### STATED PROBLEM 1
Return each line of the listing below that contains the string "snow". Case counts.

┄┄┄┄┄┄

# 2016 and 2020 presidential elections in the Bronx

Here, we will be looking at 2016 and 2020 election night results to see how Bronxites voted in the previous elections. The objectives are to visualize the data and identify trends, if any.

Note: Column labels for the 2020 dataset were erratic, and I corrected it manually.

In [1]:
# importing libraries
import pandas as pd

In [2]:
# reading files

df_2016 = pd.read_csv("data/2016-Citywide President Vice President Citywide EDLevel.csv")
df_2020 = pd.read_csv("data/2020-Citywide President Vice President Citywide EDLevel.csv")

## Cleaning datasets 

We want to keep only data for **1)** the Bronx, or assembly districts 77 to 87, and **2)** Democrat and Republican votes.

┄┄┄┄┄┄

### STATED PROBLEM 2
Continue the notebook on the Bronx presidential election results from the point where it ends.

### Collected data entries

┄┄┄┄┄┄

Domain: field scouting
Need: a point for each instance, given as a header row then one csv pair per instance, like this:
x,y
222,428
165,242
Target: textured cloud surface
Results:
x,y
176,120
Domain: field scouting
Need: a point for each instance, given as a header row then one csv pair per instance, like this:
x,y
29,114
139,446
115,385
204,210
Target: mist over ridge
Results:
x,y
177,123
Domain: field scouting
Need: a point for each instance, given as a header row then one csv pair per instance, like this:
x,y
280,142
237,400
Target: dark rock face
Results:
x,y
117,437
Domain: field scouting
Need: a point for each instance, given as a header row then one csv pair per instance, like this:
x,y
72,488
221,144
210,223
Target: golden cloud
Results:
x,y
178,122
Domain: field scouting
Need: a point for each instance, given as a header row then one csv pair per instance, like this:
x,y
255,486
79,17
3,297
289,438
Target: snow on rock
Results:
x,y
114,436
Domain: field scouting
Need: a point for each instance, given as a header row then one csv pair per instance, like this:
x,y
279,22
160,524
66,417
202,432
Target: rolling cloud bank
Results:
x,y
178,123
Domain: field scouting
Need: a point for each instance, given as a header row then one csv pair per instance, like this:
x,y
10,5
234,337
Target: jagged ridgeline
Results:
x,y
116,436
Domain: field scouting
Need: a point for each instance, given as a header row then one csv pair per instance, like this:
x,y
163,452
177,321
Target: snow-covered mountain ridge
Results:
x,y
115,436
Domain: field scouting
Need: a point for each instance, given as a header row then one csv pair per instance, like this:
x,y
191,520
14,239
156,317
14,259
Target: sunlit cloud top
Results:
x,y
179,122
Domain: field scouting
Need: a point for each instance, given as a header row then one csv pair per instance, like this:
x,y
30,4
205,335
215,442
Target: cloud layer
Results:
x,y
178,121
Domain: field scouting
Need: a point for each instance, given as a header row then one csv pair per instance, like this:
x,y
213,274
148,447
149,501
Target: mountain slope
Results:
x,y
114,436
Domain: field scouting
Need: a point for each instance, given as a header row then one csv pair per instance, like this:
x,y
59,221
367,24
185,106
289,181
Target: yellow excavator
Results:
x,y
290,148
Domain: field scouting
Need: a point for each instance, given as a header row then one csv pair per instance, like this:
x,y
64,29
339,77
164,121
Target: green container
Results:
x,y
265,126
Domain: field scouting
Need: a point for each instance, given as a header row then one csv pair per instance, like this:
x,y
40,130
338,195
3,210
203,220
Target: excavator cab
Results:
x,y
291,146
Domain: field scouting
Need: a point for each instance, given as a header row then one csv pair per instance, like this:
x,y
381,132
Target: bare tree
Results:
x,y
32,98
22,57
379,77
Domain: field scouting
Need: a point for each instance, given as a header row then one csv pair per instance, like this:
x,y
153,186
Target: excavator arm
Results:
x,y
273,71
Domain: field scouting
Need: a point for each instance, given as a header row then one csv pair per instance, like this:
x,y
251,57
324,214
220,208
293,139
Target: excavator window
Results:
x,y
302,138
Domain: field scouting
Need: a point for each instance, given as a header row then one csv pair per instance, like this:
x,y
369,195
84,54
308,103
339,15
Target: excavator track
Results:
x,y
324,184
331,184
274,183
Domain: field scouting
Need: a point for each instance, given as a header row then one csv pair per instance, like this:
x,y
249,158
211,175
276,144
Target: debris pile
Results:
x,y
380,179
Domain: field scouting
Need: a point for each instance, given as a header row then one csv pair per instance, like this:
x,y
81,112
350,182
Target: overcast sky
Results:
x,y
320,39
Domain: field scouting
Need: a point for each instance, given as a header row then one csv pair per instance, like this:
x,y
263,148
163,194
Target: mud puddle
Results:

┄┄┄┄┄┄

### OUTPUT 1
Target: snow on rock
Target: snow-covered mountain ridge

### OUTPUT 2
In [3]:
# filtering only bronx data
df_2016_bx = df_2016[df_2016["County"] == "Bronx"]
df_2020_bx = df_2020[df_2020["County"] == "Bronx"]

In [4]:
# keeping only democrat and republican votes data

# 2016: Trump vs Clinton
df_2016_bx_prez = df_2016_bx[df_2016_bx["Unit Name"].str.contains("Trump|Clinton", case=False, na=False)]

# 2020: Trump vs Biden
df_2020_bx_prez = df_2020_bx[df_2020_bx["Unit Name"].str.contains("Trump|Biden", case=False, na=False)]

In [5]:
# create a new column that combines AD and ED digits
# for consistency with codes used for mapping

# df_2016_bx_prez["ed_map_for_viz"] = df_2016_bx_prez["AD"].astype(str) + df_2016_bx_prez["ED"].astype(str).str.zfill(3)
# df_2020_bx_prez["ed_map_for_viz"] = df_2020_bx_prez["AD"].astype(str) + df_2020_bx_prez["ED"].astype(str).str.zfill(3)

df_2016_bx_prez.loc[:, "ed_map_for_viz"] = df_2016_bx_prez["AD"].astype(str) + df_2016_bx_prez["ED"].astype(str).str.zfill(3)
df_2020_bx_prez.loc[:, "ed_map_for_viz"] = df_2020_bx_prez["AD"].astype(str) + df_2020_bx_prez["ED"].astype(str).str.zfill(3)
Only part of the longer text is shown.